> Exercise directions:
Revise the entries by replacing every occurrence of "rough mask" with "coarse mask", keeping everything else unchanged, and leave the pictures out of your answer.

** Opening Dataset block **

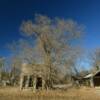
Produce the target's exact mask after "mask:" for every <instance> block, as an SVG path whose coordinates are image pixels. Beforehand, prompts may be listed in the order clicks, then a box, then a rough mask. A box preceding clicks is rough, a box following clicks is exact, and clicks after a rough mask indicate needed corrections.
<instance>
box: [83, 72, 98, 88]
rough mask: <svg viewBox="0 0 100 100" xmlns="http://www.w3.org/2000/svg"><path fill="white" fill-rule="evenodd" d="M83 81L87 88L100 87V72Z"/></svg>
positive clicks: (90, 75)
mask: <svg viewBox="0 0 100 100" xmlns="http://www.w3.org/2000/svg"><path fill="white" fill-rule="evenodd" d="M83 80H84V82H85V84H86V85H87V86H90V87H100V71H97V72H95V73H92V74H88V75H86V76H85V77H84V78H83Z"/></svg>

** Closing Dataset block **

> Output of the exercise:
Produce the target's exact mask after "mask:" for every <instance> block, as an SVG path whose coordinates are image pixels. Beforehand, prompts may be listed in the order clicks, then a box, then a coarse mask. A box preceding clicks is rough, a box following clicks is exact, and clicks after a coarse mask indicate needed corrections.
<instance>
box: [83, 72, 98, 88]
coarse mask: <svg viewBox="0 0 100 100" xmlns="http://www.w3.org/2000/svg"><path fill="white" fill-rule="evenodd" d="M83 81L87 88L100 87V72Z"/></svg>
positive clicks: (90, 75)
mask: <svg viewBox="0 0 100 100" xmlns="http://www.w3.org/2000/svg"><path fill="white" fill-rule="evenodd" d="M83 80H84V82H85V84H86V85H87V86H90V87H100V71H97V72H95V73H92V74H88V75H86V76H85V77H84V78H83Z"/></svg>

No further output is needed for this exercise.